The answer must be every line from the entries below that contains "shorts".

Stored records
*** Begin section ***

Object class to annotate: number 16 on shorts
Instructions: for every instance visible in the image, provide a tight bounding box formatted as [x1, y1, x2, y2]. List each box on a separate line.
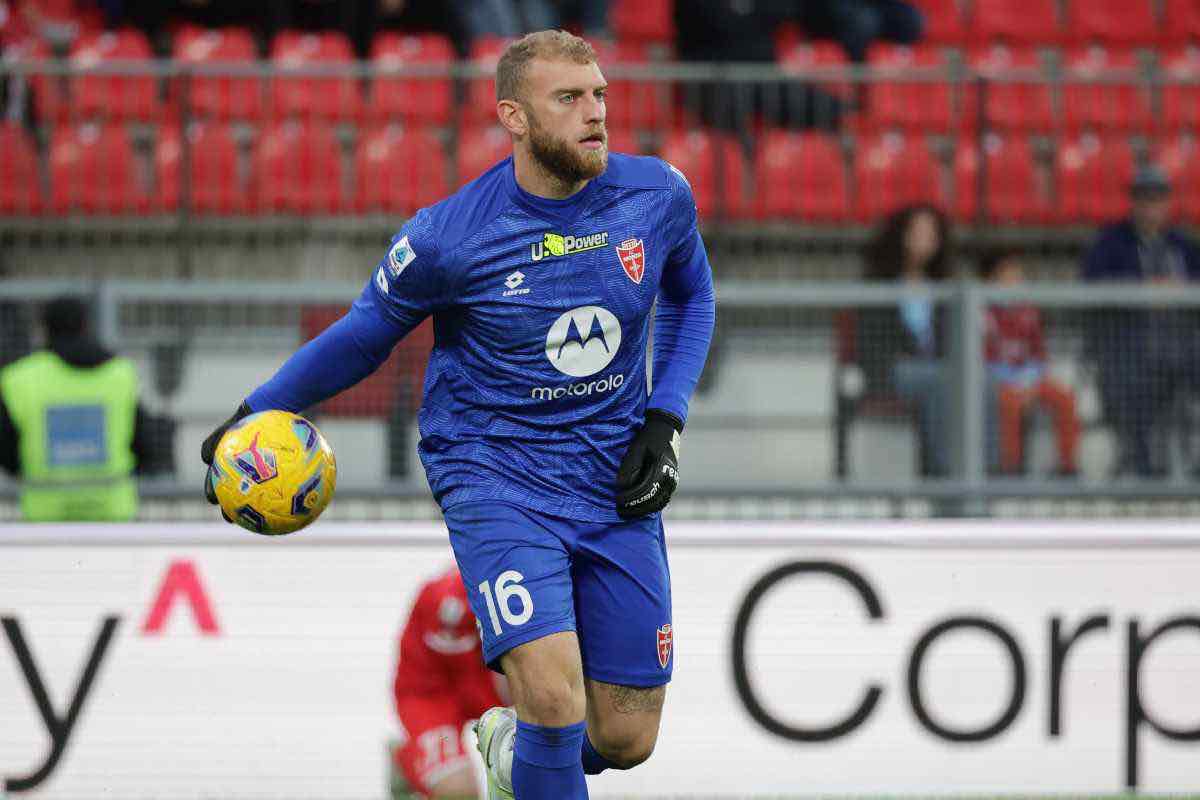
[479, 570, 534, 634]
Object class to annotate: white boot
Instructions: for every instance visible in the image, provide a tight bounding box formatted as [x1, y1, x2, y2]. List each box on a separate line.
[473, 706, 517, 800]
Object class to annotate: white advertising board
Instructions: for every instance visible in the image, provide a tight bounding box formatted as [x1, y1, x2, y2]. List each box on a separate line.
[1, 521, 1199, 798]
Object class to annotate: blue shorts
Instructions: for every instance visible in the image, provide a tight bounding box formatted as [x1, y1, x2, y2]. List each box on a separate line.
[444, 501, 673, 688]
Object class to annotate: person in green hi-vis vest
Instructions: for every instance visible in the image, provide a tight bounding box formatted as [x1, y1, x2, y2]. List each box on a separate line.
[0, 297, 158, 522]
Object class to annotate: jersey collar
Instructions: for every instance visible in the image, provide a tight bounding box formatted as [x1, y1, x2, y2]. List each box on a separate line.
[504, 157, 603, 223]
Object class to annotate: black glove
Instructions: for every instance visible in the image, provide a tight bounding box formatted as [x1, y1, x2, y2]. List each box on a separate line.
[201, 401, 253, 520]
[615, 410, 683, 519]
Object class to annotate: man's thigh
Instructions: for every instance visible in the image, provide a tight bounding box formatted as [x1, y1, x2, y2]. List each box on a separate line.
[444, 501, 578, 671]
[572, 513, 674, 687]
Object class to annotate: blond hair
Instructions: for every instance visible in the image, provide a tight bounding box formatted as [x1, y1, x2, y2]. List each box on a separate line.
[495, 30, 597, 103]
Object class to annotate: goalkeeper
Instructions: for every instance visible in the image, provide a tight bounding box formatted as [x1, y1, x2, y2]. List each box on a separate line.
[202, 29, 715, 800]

*** End section ***

FINISHED EXERCISE>
Object class to annotate: number 16 on shorts
Object class to annotate: blue shorts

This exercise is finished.